-- Document excerpt --
Mexican/Southwestern flair inspires possibilities at this food-court grill station, one of the contractor's 13 retail brands. Chefs for each account create their own menu specials such as Executive Sous Chef Jennifer Richmond's chipotle-barbecue flank steak, cumin-custard marinated salmon sandwich and roasted corn-and-cilantro salsa at Bucknell University in Lewisburg, Pa.

Tortilla Fresca, Aramark Corp., Philadelphia.
Choices for burritos, fajitas and quesadillas at the 24-unit, fast-casual campus concept include portobello mushrooms as well as chicken, steak and veggie offerings. Breakfast, options include Taco Huevos y Papas (scrambled eggs, cheese, hash browns and pico de gallo in a warm tortilla) and Omelet Mexicana.

Zona Mexicana, Compass Group, The Americas Division, Charlotte, N.C.
Chef Mark Miller of Coyote Cafe in Santa Fe, N.M., consulted for this recently debuted brand with three units open and nine in the works. Campus and business-and-industry locations offer a limited menu of burritos, tacos, salads, rice bowls and nachos with fillings drawn from nine Mexican regions. Airport eateries will add tequila bars, antojitos such as quesadillas and green-chile corn chowder, and tortas.

-- What you have to do --
Rewrite the paragraph of the excerpt on Mexican food-service brands that begins "Chef Mark Miller of Coyote Cafe" as a short bulleted list that keeps its main facts.

-- Extracted material --

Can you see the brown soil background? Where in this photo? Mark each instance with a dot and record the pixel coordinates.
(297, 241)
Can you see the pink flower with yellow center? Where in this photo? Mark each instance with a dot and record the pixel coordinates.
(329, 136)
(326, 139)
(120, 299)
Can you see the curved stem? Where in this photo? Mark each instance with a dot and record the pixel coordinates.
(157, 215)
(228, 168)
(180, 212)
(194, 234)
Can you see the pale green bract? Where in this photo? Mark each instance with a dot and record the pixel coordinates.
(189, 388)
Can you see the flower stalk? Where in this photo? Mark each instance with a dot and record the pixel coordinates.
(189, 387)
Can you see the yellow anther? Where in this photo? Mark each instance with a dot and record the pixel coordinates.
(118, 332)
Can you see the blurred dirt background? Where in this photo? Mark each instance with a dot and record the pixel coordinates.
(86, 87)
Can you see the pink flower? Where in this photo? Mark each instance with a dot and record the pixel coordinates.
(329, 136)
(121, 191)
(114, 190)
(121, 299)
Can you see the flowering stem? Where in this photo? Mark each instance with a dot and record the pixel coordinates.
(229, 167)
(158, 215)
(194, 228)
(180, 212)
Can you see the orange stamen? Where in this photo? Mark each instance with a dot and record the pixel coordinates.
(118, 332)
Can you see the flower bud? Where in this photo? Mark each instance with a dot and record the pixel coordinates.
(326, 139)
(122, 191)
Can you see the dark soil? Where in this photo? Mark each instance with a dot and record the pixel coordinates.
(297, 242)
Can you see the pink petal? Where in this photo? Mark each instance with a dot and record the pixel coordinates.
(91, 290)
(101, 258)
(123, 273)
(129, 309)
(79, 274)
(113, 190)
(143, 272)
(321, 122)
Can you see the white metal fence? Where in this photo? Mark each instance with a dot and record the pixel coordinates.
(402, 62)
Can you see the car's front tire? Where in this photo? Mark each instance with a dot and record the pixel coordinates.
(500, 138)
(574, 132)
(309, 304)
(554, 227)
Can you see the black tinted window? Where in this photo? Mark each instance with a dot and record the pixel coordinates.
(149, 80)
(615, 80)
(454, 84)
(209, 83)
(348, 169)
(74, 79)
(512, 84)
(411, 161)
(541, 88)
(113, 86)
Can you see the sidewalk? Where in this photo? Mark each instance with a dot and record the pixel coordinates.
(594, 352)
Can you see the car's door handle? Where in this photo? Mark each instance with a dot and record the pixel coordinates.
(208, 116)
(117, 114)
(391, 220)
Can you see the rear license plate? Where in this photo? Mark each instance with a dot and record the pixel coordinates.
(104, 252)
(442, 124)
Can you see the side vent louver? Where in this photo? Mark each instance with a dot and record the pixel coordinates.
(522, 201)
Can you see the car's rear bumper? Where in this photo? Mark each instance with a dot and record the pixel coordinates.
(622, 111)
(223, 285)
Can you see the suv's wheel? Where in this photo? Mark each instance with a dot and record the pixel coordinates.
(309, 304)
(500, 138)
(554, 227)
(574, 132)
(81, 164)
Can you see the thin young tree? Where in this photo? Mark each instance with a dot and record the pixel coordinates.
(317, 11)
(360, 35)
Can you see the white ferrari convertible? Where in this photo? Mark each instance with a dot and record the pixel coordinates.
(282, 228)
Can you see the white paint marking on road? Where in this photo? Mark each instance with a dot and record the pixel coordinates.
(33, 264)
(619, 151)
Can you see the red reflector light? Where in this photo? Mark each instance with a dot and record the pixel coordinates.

-- Full solution --
- Consultant: Chef Mark Miller of Coyote Cafe in Santa Fe, N.M.
- Status: recently debuted brand with three units open and nine in the works
- Campus and business-and-industry locations: limited menu of burritos, tacos, salads, rice bowls and nachos, with fillings drawn from nine Mexican regions
- Airport eateries: will add tequila bars, antojitos such as quesadillas and green-chile corn chowder, and tortas